Exercise description :: Without omitting anything, return the records precisely as given.

Records for the task ::

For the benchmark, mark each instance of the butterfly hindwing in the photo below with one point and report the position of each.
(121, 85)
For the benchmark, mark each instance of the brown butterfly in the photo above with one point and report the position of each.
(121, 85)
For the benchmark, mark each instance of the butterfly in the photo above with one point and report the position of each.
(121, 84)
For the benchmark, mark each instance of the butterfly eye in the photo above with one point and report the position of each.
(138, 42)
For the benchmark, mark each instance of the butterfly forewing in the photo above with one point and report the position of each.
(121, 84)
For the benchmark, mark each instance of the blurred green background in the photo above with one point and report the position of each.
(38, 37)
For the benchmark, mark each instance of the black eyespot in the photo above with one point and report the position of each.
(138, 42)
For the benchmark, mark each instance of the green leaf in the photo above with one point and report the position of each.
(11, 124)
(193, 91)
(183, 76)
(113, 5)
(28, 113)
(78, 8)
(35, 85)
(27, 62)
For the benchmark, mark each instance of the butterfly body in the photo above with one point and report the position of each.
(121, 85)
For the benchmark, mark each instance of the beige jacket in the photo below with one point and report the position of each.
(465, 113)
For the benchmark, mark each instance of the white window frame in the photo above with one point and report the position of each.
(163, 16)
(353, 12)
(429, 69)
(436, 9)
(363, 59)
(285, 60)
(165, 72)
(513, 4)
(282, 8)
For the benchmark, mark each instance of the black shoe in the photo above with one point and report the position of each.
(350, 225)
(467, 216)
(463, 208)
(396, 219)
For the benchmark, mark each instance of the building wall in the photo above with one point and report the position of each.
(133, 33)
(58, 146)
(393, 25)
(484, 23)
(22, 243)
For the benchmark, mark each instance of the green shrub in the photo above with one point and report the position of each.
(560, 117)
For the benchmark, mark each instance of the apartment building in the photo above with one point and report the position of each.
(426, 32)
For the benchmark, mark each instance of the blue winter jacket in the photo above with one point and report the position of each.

Result of this task ::
For the benchmark, mark each instance of the butterfly hindwing in the photo below with one point and report the position of each.
(121, 85)
For the benchmark, mark each instance of the brown butterfly in the photo above with one point and report the position of each.
(121, 85)
For the benchmark, mark each instance of the butterfly in the photo above with one point and report the position of each.
(121, 84)
For the benchmark, mark each instance of the butterfly eye in the photo above with one point and report the position of each.
(138, 42)
For the benchmark, mark each instance of the butterfly forewing in the photo above with one point and report the position of each.
(121, 84)
For the benchmark, mark each instance of the blurred green background in the photo above with one point and report the position of each.
(38, 37)
For the benchmark, mark each instance of the black eyespot in the photo above with one point and report the position of each.
(138, 42)
For the benchmark, mark each instance of the green leaf in the photo above with one point and report the position of each.
(11, 124)
(193, 91)
(183, 76)
(113, 5)
(28, 113)
(78, 8)
(35, 85)
(27, 62)
For the benchmark, mark each instance of the butterfly body in the photo above with one point and report the position of each.
(121, 85)
For the benchmark, mark each instance of the beige jacket in the photo below with one point and report the position of each.
(465, 113)
For the benchmark, mark each instance of the white window frame in the photo above with one point and report the position of each.
(163, 16)
(353, 12)
(429, 69)
(436, 9)
(363, 59)
(285, 60)
(165, 72)
(513, 4)
(282, 8)
For the benchmark, mark each instance of the black shoe in the photo above with one point and report the position of each.
(350, 225)
(467, 216)
(463, 208)
(396, 219)
For the benchmark, mark each instance of the building wall in the photo above with one point and report the position of each.
(133, 33)
(58, 146)
(393, 25)
(484, 23)
(22, 243)
For the benchmark, mark each instance of the green shrub in the photo above with one point and report the position of each.
(560, 117)
For the benchmark, mark each instance of the apartment building in the photo above with one point and report the position of each.
(426, 32)
For the benchmark, mark each instance of the blue winter jacket in the photo above with one point and report the position of each.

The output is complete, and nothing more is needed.